→ Fragmento del documento
▼

Ambos son portadores de igual responsabilidad en el sagrado colegio que es la familia; y si en la vida, el alma femenina ha presentado siempre un coeficiente más avanzado de espiritualidad, es porque desde temprano el espíritu masculino intoxicó las fuentes de su propia libertad, a través de toda clase de abusos, perjudicando su posición moral en el transcurso de existencias numerosas, en múltiples experiencias seculares. La ideología feminista de los tiempos modernos, no obstante, con sus diversas banderas políticas y sociales, puede ser un veneno para la mujer desprevenida en cuanto a sus grandes deberes espirituales sobre la faz de la Tierra.
La desigualdad social es el más elevado testimonio de la verdad de la reencarnación, mediante la cual cada Espíritu tiene su posición definida de regeneración y rescate. En tal caso consideramos que la pobreza, la miseria, la guerra, la ignorancia, como otras calamidades colectivas, son enfermedades del organismo social, debidas a la situación de prueba de la casi generalidad de sus miembros. Una vez que cese la causa patógena, con la iluminación espiritual de todos a través del Evangelio de Cristo, la dolencia colectiva quedará eliminada del medio ambiente humano.
LA MUJER ANTE CRISTO
Cada vez que estemos dispuestos a considerar a la mujer en un plano de inferioridad, recordémosla en el tiempo de Jesús.
Hace veinte siglos, con excepción de las patricias del Imperio, casi todas las compañeras del pueblo, en la mayoría de las circunstancias, sufrían extrema humillación, convertidas en bestias de carga cuando no eran vendidas en subasta pública. Sin embargo, al ser alcanzadas por el verbo renovador del Divino Maestro, nadie respondió con tanta lealtad y vehemencia a los llamados celestiales. Entre las que habían descendido a los valles de la perturbación y la sombra, encontramos en Magdalena al más alto testimonio de recuperación moral, de las tinieblas hacia la luz; y entre las que se mantenían en el monte del equilibrio doméstico, sorprendemos en Juana de Cusa al más noble exponente de colaboración y fidelidad. Atraídas por el amor puro, conducían a la presencia del Señor a los afligidos y mutilados, a los enfermos y los niños. Y a pesar de que no integraran el círculo de sus apóstoles, fueron ellas – representadas por las hijas anónimas de Jerusalén – las únicas demostraciones de solidaridad espontánea que lo visitaran, sin prejuicios, bajo la cruz del martirio, cuando los propios discípulos se dispersaban. Más tarde, junto a los continuadores de la Buena Nueva se mantuvieron en el mismo nivel de elevación y de entendimiento.

▲

→ Líneas proporcionadas
▼

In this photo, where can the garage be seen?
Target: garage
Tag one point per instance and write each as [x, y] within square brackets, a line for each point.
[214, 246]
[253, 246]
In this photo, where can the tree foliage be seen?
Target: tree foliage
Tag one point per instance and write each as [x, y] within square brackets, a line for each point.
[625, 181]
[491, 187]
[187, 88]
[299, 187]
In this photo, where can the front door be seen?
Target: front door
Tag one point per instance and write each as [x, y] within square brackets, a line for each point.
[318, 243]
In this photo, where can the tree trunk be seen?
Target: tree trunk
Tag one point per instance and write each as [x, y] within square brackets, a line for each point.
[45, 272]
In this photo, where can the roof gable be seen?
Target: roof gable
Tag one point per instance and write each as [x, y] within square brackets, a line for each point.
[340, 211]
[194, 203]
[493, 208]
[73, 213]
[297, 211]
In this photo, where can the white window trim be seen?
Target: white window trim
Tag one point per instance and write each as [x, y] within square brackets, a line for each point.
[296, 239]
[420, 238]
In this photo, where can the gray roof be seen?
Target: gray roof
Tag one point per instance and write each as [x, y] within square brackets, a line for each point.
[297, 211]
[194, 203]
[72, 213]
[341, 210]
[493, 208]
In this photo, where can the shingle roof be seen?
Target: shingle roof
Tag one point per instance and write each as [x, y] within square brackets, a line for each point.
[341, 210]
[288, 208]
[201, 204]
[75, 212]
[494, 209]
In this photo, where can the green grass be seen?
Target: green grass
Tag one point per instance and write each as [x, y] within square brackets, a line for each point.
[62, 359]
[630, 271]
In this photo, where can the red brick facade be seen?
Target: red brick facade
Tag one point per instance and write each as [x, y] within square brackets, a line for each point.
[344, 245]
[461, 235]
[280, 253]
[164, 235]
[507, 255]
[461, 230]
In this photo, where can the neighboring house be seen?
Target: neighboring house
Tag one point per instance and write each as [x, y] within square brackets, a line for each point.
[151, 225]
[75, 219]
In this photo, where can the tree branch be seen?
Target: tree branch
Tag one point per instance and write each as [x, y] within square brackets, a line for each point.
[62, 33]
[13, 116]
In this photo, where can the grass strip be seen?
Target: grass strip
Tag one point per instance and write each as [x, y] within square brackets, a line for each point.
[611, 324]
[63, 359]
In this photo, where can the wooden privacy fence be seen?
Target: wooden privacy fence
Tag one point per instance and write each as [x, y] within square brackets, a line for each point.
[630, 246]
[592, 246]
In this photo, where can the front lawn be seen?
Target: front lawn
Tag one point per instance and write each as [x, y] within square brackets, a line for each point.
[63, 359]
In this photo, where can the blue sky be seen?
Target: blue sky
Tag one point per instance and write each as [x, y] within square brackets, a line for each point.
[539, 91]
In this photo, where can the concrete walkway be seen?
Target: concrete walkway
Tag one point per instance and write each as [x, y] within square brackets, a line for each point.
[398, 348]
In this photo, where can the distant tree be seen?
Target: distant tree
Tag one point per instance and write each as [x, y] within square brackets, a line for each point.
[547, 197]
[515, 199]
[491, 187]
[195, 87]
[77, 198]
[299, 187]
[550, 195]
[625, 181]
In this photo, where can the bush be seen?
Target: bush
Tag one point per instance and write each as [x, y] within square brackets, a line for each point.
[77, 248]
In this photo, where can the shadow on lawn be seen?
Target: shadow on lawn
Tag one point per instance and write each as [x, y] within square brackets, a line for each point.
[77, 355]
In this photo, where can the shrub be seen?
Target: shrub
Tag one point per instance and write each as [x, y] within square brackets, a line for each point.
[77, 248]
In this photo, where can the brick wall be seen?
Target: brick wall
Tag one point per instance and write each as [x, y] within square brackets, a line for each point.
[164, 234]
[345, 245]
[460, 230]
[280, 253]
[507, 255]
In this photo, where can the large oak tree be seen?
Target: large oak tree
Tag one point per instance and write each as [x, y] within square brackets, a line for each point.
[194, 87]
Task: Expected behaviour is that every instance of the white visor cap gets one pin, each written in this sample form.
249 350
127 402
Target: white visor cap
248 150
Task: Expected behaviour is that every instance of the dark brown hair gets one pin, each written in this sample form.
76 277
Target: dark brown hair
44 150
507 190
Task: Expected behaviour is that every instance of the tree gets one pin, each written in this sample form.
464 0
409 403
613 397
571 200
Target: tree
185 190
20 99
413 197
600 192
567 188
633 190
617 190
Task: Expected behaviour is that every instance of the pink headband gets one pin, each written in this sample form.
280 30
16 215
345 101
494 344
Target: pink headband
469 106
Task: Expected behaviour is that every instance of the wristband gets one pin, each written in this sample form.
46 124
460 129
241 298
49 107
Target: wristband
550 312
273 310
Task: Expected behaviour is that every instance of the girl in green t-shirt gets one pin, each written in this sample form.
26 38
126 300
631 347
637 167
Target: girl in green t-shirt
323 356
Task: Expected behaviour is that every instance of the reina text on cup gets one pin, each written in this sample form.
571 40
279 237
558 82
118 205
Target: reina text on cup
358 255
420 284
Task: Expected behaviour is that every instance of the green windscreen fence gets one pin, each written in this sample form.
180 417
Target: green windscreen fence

▲

→ Consigna
Escribe la continuación del texto sobre la mujer ante Cristo, empezando después de su última oración.

→ Respuesta
Dorcas, la costurera jopense , después de recibir el amparo de Simón Pedro se transformó en la más activa colaboradora en la asistencia a los infortunados; Febe es la mensajera de la epístola de Pablo de Tarso a los romanos. Lidia, en Filipos, es la primera mujer con suficiente coraje para transformar su propia casa en santuario del Evangelio que estaba por nacer. Loide y Eunice, parientas de Timoteo, eran modelos morales de la fe viva.
Sin embargo, aun cuando semejantes heroínas no hubieran de hecho existido, no podemos olvidar que, un día, buscando a alguien para que ejerciera en el mundo la necesaria tutela sobre la vida preciosa del Embajador Divino, el Supremo Poder del Universo no titubeó en recurrir a la abnegada mujer, escondida en un hogar ignorado y simple… Humilde, tenía oculta la experiencia de los sabios; frágil como el lirio, llevaba consigo la resistencia del diamante; pobre entre los pobres, portaba en su propia virtud los tesoros incorruptibles del corazón y, desvalida entre los hombres, era grande y prestigiosa ante Dios.
He aquí el motivo por el cual, siempre que el razonamiento nos induzca a ponderar lo relativo a la gloria de Cristo – recordando la grandeza de nuestras propias madres en la Tierra -, habremos de inclinarnos, reconocidos y reverentes ante la luz inmarcesible de la Estrella de Nazareth.